Entries on locating named things
·····

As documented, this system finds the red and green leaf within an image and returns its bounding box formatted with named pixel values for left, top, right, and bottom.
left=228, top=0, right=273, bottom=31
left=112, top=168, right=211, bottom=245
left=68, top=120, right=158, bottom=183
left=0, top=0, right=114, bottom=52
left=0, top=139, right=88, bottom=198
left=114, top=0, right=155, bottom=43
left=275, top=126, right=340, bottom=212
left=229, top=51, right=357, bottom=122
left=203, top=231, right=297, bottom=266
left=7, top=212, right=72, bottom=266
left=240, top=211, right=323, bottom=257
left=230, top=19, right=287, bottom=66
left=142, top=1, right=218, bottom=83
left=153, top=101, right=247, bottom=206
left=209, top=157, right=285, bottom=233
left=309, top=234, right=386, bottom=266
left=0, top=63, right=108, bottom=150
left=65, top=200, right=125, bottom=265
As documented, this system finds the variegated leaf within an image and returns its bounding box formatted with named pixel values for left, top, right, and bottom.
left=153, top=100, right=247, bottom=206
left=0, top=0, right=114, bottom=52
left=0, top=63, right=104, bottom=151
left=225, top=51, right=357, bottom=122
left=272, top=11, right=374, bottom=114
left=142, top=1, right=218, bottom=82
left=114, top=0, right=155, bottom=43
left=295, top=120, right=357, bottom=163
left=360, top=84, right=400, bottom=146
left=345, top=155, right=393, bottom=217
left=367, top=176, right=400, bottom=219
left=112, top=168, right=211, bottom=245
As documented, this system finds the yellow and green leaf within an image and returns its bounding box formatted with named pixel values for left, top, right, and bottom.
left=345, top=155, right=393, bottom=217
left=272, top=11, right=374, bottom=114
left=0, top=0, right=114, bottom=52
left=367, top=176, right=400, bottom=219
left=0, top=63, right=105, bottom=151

·····

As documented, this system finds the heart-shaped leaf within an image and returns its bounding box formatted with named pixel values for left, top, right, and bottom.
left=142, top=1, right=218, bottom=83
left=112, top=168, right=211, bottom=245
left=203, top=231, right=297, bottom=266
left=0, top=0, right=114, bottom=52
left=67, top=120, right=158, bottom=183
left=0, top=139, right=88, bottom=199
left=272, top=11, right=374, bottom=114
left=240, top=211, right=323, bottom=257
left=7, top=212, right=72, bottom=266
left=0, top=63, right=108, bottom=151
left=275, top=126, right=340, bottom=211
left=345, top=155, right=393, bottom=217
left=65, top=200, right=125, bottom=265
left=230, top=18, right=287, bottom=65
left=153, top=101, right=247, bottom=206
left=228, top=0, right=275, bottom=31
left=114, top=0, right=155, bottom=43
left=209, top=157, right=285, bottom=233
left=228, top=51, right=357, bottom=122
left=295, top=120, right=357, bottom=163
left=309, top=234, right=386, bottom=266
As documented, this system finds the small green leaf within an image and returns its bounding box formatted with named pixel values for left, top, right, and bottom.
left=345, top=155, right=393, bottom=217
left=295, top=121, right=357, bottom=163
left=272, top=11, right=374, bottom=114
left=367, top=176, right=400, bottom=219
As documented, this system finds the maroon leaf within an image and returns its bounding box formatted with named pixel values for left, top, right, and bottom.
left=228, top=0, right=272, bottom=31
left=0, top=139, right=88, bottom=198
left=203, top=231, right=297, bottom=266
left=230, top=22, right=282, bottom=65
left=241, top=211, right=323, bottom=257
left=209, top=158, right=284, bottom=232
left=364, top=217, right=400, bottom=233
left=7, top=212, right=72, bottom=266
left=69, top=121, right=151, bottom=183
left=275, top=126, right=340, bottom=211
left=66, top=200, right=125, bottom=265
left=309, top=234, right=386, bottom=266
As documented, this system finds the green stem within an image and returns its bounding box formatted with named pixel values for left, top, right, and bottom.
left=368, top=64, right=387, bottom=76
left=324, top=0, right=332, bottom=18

·····

_What to do_
Rewrite the lines starting with the line that contains "As documented, this system finds the variegated" and going on through the line that contains "left=0, top=63, right=105, bottom=151", changing "bounding box" to "outline box" and leaving everything else as it is.

_Exercise solution_
As documented, this system finds the variegated leaf within an image and returns its outline box formatted with named pixel values for left, top, right, and bottom.
left=153, top=100, right=247, bottom=206
left=0, top=0, right=114, bottom=52
left=0, top=63, right=104, bottom=151
left=225, top=51, right=357, bottom=122
left=272, top=11, right=374, bottom=114
left=142, top=1, right=218, bottom=82
left=114, top=0, right=155, bottom=43
left=295, top=120, right=357, bottom=163
left=360, top=84, right=400, bottom=146
left=345, top=155, right=393, bottom=217
left=367, top=176, right=400, bottom=219
left=112, top=168, right=211, bottom=245
As documented, this system finds the yellow and green leaf within an image and returns its outline box formatted with named pixel values for left, top, right, and bottom.
left=345, top=155, right=393, bottom=217
left=272, top=11, right=374, bottom=114
left=0, top=0, right=114, bottom=52
left=367, top=176, right=400, bottom=219
left=0, top=63, right=105, bottom=151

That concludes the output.